→ **Text segment**
-- START --
LeetCode 376: Wiggle Subsequence (Greedy Sign-Change Counting)

2026-04-23 · LeetCode · Greedy / Dynamic Programming

Author: Tom🦞

LeetCode 376GreedySubsequence

Today we solve LeetCode 376 - Wiggle Subsequence.

Source: https://leetcode.com/problems/wiggle-subsequence/

LeetCode 376 wiggle subsequence sign-change counting diagram

English

Problem Summary

A sequence is a wiggle sequence if consecutive differences strictly alternate between positive and negative. Given nums, return the maximum length of a wiggle subsequence.

Key Insight

We do not need the actual subsequence values, only whether the slope changes sign. Start with length 1. Each time the current difference changes sign relative to the previous non-zero difference, we can extend the best wiggle length by 1.

Algorithm

- Initialize prevDiff = 0, count = 1.
- Scan from left to right, compute currDiff = nums[i] - nums[i-1].
- If currDiff > 0 while prevDiff <= 0, or currDiff < 0 while prevDiff >= 0, then this is a turning point, so increment count and set prevDiff = currDiff.
- Ignore zero difference because it does not create a wiggle turn.

Complexity Analysis

Time: O(n).
Space: O(1).

Reference Implementations (Java / Go / C++ / Python / JavaScript)
-- END --
→ **Given request 1**
According to the wiggle subsequence write-up, what space complexity does the algorithm have?
→ **Given request 2**
Extract every line of the records that contains the string "window", matching case exactly.
The text has no connection to the records.

→ **Extracted records**
-- START --
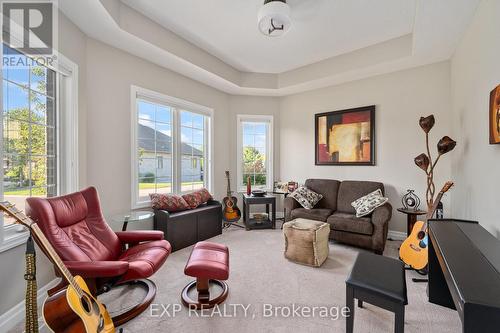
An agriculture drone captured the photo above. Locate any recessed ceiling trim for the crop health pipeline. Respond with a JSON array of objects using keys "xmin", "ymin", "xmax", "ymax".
[{"xmin": 59, "ymin": 0, "xmax": 480, "ymax": 96}]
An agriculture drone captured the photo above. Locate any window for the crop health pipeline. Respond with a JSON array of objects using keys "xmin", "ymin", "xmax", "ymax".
[
  {"xmin": 0, "ymin": 45, "xmax": 77, "ymax": 249},
  {"xmin": 237, "ymin": 115, "xmax": 273, "ymax": 191},
  {"xmin": 132, "ymin": 87, "xmax": 212, "ymax": 208}
]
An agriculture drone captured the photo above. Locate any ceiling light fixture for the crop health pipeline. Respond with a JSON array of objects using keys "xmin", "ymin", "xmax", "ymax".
[{"xmin": 258, "ymin": 0, "xmax": 292, "ymax": 37}]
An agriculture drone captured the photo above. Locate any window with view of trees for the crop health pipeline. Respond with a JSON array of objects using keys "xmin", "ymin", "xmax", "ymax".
[
  {"xmin": 133, "ymin": 87, "xmax": 211, "ymax": 207},
  {"xmin": 238, "ymin": 115, "xmax": 273, "ymax": 190},
  {"xmin": 2, "ymin": 45, "xmax": 58, "ymax": 225}
]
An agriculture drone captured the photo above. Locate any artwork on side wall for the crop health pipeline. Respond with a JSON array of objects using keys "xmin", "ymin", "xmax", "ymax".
[
  {"xmin": 315, "ymin": 105, "xmax": 375, "ymax": 165},
  {"xmin": 489, "ymin": 84, "xmax": 500, "ymax": 144}
]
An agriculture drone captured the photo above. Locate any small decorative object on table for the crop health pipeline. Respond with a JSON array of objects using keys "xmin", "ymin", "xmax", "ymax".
[
  {"xmin": 243, "ymin": 193, "xmax": 276, "ymax": 230},
  {"xmin": 252, "ymin": 213, "xmax": 269, "ymax": 224},
  {"xmin": 436, "ymin": 201, "xmax": 444, "ymax": 220},
  {"xmin": 288, "ymin": 182, "xmax": 299, "ymax": 193},
  {"xmin": 401, "ymin": 190, "xmax": 420, "ymax": 210},
  {"xmin": 273, "ymin": 182, "xmax": 288, "ymax": 194},
  {"xmin": 252, "ymin": 190, "xmax": 266, "ymax": 198}
]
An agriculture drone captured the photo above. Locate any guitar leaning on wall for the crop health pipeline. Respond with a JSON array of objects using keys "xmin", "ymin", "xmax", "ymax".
-- END --
→ **Correct output 1**
O(1).

→ **Correct output 2**
An agriculture drone captured the photo above. Locate any window for the crop health pipeline. Respond with a JSON array of objects using keys "xmin", "ymin", "xmax", "ymax".
An agriculture drone captured the photo above. Locate any window with view of trees for the crop health pipeline. Respond with a JSON array of objects using keys "xmin", "ymin", "xmax", "ymax".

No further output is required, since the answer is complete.